Excerpt to read.

Read with freedom of speech, expression and
artistic creativity protected by section 15(1) of the Constitution, this
guarantees the
development of language free from interference by the State.
Section 31 goes on to state expressly that “every person shall
have the
right to use the language and participate in the cultural life of his or her
choice”. Section 32(c) is even more specific
in relation to education. It
declares that:
Every person shall have the right:
...
c) to establish, where practicable, educational institutions based on a common
culture, language or religion, provided that there
shall be no discrimination on
the ground of race.
The judgment of Mahomed DP deals extensively with this clause in terms of its
obvious meaning, and its place in the logic of section
32 as a whole. I agree
fully with his analysis, which in my view is consistent both with the language
used and the overall spirit
of the Constitution. I would merely add one further
reason, influenced by my explorations of international human rights law, but
derived directly from the text of the Constitution, as to why I consider that it
makes best sense to regard this paragraph as concretising
rights to a certain
measure of cultural/linguistic autonomy in the private sphere, rather than as
imposing an express duty on the
State to establish single-medium community based
schools. This additional argument flows from the connection between section
32(c)

Items.
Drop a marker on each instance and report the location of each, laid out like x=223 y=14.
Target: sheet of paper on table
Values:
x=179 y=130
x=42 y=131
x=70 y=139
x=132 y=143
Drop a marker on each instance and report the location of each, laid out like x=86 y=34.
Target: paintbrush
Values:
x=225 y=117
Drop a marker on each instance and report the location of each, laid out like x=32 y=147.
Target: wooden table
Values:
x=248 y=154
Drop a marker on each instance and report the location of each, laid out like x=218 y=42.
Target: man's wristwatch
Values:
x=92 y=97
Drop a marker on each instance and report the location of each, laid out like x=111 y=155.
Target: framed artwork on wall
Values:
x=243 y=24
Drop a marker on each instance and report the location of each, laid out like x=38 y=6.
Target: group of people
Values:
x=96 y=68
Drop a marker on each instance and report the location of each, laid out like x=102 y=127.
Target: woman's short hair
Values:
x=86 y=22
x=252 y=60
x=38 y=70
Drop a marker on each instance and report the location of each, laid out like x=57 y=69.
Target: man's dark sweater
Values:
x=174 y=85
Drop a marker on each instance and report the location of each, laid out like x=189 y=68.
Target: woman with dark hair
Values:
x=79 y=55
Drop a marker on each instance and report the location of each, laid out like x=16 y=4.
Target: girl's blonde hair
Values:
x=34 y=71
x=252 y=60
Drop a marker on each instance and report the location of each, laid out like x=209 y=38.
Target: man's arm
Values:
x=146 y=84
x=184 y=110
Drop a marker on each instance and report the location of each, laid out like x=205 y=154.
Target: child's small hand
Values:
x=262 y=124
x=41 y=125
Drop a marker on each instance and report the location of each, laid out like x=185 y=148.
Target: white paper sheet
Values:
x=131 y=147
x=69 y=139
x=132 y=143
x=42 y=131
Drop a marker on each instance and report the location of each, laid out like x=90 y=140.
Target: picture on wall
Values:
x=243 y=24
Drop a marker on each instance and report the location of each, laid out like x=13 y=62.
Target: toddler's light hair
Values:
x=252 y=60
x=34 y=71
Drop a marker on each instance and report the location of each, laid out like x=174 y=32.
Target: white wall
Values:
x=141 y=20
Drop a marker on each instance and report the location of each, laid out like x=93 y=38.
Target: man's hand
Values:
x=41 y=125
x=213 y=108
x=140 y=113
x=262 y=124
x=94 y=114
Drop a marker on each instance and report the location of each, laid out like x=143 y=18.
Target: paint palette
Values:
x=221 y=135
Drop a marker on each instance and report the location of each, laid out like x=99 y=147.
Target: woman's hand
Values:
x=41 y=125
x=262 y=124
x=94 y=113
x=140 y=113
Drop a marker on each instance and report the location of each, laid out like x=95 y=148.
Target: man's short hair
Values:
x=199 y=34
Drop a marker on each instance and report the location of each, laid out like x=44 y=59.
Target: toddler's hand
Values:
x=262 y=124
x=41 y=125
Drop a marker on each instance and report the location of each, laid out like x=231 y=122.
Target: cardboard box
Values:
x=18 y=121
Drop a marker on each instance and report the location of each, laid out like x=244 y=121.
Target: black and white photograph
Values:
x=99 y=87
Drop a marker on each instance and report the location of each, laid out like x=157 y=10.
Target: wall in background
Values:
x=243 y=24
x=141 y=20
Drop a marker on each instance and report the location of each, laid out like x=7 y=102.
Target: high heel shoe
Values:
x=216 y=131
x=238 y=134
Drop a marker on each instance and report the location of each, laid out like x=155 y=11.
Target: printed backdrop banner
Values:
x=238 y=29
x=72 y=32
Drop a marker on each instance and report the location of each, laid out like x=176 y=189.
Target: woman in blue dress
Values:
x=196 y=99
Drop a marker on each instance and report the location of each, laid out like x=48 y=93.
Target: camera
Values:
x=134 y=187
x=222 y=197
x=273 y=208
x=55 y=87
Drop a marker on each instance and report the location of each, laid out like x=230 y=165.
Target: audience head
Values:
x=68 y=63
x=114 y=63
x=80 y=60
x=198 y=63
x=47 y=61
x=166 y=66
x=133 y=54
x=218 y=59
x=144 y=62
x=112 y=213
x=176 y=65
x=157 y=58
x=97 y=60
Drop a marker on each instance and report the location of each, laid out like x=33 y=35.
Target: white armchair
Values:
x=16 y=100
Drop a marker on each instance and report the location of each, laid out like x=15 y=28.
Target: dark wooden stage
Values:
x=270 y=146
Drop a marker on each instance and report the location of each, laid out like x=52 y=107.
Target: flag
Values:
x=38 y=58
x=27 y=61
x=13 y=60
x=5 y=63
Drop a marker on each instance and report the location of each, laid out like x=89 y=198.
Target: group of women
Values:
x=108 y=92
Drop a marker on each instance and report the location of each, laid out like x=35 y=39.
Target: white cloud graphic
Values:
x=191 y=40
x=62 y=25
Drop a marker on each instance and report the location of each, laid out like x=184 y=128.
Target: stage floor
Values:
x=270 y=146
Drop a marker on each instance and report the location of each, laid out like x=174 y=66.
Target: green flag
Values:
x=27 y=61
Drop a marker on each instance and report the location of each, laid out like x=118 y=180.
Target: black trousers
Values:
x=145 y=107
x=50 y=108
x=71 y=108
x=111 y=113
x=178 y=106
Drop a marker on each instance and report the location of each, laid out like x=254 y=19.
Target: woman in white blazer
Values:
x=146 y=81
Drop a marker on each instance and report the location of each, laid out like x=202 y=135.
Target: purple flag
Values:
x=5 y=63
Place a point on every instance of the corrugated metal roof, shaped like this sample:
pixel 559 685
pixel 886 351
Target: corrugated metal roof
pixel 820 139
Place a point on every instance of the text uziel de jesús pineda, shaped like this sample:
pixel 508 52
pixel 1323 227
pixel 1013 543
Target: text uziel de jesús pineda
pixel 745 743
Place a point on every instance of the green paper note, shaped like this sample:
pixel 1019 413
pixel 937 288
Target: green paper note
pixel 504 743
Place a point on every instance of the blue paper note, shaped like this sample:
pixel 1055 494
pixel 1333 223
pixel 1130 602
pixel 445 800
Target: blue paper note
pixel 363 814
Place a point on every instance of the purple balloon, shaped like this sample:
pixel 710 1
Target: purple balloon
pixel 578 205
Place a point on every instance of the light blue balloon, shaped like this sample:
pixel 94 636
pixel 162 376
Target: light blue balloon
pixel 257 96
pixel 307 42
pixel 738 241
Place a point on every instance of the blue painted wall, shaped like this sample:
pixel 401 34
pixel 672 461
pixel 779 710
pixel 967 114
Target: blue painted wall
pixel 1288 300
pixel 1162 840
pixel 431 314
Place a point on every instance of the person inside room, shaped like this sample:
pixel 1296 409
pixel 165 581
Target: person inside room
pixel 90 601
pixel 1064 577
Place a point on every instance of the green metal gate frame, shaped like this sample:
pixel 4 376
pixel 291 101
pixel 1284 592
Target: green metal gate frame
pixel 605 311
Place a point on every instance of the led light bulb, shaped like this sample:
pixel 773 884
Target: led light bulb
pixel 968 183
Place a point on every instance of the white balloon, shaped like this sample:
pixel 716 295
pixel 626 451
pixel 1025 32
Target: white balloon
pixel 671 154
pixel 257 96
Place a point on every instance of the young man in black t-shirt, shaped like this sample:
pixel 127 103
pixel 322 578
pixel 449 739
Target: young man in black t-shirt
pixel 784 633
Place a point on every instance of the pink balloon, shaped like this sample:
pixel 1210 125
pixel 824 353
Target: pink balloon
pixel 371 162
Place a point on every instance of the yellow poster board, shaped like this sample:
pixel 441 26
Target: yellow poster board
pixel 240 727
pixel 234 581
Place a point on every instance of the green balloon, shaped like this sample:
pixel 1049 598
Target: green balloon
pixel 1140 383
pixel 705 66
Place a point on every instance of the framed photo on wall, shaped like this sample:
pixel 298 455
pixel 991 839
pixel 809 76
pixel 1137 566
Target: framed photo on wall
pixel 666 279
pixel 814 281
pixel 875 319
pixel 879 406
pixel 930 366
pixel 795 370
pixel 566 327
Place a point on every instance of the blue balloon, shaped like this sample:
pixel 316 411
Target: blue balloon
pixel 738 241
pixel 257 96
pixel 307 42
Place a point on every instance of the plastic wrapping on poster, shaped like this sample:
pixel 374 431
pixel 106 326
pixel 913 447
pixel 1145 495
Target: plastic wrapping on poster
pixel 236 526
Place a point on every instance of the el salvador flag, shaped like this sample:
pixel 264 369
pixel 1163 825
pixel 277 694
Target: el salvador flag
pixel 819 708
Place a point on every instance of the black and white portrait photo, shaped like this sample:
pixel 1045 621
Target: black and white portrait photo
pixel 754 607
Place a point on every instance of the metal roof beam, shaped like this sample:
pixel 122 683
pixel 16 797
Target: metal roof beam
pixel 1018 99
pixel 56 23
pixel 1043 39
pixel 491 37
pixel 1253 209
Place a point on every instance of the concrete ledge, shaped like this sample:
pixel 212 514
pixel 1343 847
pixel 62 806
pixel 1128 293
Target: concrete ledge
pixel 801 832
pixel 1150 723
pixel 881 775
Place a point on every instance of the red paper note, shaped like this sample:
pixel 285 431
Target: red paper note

Task A. In the excerpt on language and education rights, which section of the Constitution protects freedom of speech, expression and artistic creativity?
Task B. Reproduce the excerpt on language and education rights from "Read with freedom" to "by the State.".
The rows have nothing to do with what is asked here.

Exercise response A. Section 15(1).

Exercise response B.
Read with freedom of speech, expression and
artistic creativity protected by section 15(1) of the Constitution, this
guarantees the
development of language free from interference by the State.